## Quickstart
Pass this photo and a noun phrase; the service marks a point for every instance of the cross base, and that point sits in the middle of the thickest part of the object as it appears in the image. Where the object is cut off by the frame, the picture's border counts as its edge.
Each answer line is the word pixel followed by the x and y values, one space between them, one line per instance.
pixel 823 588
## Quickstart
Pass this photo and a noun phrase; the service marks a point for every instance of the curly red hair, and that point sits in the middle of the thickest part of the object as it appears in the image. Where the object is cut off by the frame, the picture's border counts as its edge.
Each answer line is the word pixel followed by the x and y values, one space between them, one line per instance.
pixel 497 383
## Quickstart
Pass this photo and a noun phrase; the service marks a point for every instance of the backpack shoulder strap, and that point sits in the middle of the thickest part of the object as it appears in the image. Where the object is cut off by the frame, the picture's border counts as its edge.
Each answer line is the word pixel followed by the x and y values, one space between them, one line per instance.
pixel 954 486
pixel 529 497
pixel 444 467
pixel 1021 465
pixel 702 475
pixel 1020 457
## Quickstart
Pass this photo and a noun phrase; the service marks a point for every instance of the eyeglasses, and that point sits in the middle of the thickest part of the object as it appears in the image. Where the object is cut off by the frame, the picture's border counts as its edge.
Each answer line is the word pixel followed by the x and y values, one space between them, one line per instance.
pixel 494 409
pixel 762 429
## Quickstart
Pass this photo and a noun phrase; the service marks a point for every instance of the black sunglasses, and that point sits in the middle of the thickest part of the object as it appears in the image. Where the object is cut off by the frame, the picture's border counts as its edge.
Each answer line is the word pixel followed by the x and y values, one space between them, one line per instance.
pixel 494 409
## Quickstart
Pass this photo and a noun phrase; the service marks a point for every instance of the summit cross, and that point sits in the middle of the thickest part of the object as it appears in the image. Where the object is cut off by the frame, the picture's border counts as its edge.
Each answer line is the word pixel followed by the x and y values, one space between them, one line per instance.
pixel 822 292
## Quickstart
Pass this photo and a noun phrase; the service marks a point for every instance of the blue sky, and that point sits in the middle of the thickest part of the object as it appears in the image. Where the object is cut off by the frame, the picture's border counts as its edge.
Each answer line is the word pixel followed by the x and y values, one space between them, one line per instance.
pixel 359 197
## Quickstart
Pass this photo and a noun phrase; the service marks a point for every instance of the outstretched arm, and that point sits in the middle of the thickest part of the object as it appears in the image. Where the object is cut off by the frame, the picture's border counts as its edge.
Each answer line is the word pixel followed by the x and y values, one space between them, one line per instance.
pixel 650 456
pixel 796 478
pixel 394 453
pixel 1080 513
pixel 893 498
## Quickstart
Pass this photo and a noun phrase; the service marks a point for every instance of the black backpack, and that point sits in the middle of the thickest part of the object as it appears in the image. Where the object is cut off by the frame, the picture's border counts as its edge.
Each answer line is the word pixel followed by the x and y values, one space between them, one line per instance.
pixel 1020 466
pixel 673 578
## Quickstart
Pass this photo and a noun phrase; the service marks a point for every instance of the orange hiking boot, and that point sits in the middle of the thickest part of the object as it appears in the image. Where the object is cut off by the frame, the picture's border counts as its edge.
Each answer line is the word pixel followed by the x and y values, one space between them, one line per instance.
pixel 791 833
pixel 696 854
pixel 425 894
---+---
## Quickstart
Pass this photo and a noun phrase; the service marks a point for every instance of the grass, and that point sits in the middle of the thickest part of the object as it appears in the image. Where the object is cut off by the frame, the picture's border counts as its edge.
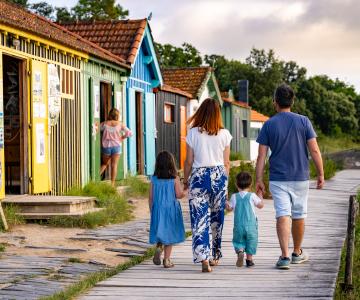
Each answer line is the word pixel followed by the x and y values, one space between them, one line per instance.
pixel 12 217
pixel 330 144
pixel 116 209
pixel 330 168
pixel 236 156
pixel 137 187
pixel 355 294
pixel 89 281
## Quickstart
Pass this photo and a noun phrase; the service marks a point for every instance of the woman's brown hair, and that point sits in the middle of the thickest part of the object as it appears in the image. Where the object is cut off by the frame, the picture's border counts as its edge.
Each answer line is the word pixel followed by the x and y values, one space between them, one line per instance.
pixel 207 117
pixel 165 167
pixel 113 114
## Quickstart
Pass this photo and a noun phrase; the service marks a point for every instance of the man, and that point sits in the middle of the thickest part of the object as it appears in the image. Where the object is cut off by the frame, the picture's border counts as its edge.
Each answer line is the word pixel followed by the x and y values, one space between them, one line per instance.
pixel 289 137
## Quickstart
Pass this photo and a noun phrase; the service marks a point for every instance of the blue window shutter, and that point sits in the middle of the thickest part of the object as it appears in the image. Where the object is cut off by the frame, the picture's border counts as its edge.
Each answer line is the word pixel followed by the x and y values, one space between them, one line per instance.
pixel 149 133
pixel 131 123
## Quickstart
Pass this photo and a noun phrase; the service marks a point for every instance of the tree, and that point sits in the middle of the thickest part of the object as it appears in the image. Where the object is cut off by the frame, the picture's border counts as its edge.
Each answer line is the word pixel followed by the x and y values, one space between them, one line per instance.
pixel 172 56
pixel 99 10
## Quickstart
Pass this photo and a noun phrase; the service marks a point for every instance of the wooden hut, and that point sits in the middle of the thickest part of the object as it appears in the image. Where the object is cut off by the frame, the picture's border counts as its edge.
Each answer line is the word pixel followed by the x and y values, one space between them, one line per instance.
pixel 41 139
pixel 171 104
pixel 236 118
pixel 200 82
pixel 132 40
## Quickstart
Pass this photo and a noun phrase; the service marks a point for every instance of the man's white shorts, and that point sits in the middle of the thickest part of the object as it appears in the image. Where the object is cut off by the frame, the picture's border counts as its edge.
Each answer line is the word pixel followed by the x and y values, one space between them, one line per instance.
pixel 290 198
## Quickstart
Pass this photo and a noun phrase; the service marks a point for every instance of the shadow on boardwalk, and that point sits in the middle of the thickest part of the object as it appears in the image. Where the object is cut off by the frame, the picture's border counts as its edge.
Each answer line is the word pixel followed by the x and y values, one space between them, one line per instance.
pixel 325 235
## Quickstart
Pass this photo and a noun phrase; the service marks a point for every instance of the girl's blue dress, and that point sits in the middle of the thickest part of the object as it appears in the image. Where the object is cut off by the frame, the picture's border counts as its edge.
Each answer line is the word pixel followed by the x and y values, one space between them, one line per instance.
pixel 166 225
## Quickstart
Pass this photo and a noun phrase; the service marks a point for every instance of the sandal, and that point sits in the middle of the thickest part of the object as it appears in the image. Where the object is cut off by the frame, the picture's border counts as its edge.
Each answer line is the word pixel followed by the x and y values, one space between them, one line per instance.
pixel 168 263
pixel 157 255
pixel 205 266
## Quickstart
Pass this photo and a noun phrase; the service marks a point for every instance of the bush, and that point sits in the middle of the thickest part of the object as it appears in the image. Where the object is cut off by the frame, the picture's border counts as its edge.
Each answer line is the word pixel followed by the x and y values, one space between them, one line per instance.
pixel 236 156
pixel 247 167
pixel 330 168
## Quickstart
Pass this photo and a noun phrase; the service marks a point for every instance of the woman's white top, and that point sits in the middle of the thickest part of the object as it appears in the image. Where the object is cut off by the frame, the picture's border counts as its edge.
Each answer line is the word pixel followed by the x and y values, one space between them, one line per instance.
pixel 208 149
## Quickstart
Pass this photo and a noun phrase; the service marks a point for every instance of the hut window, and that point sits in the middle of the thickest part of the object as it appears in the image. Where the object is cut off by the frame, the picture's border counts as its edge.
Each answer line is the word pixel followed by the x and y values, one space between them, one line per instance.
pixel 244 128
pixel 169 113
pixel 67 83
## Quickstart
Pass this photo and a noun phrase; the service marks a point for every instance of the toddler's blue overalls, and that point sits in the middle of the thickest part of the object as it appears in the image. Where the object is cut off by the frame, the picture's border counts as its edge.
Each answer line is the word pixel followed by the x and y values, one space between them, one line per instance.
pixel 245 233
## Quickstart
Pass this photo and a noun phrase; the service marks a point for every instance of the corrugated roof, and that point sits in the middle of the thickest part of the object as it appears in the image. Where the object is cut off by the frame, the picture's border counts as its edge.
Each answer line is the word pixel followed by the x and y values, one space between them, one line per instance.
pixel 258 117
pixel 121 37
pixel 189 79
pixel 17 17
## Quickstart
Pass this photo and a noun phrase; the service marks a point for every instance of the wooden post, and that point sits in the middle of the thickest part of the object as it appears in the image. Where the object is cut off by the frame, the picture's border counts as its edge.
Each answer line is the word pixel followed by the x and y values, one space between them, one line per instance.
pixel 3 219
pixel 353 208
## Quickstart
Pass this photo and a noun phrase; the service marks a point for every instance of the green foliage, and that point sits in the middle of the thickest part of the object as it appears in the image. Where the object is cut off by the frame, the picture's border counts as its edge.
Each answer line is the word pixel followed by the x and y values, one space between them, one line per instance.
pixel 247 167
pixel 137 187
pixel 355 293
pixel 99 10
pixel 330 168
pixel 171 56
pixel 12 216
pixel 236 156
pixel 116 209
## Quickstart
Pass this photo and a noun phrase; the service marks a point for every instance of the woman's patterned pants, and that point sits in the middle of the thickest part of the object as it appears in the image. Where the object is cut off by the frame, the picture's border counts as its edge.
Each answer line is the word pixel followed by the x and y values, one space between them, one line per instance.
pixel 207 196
---+---
→ **PROBLEM REQUIREMENTS**
From the entries above, pick out every line that contains the string "black", treating uppercase and lowercase letters as different.

→ **SOLUTION**
Pass this photo and a noun phrase; the service marks a point for every instance of the black sunglasses, and that point sits in the middle of the thickest part of the object as it appears in the image. Where the object is cut off by the frame, the picture's border counts as its edge.
Pass this photo and a noun phrase; the service marks a point for every instance of the black backpack, and that point sits in the middle of the thickest part of the object as it appears in the image. Where the object is cut off by the frame, the picture's border counts as its edge.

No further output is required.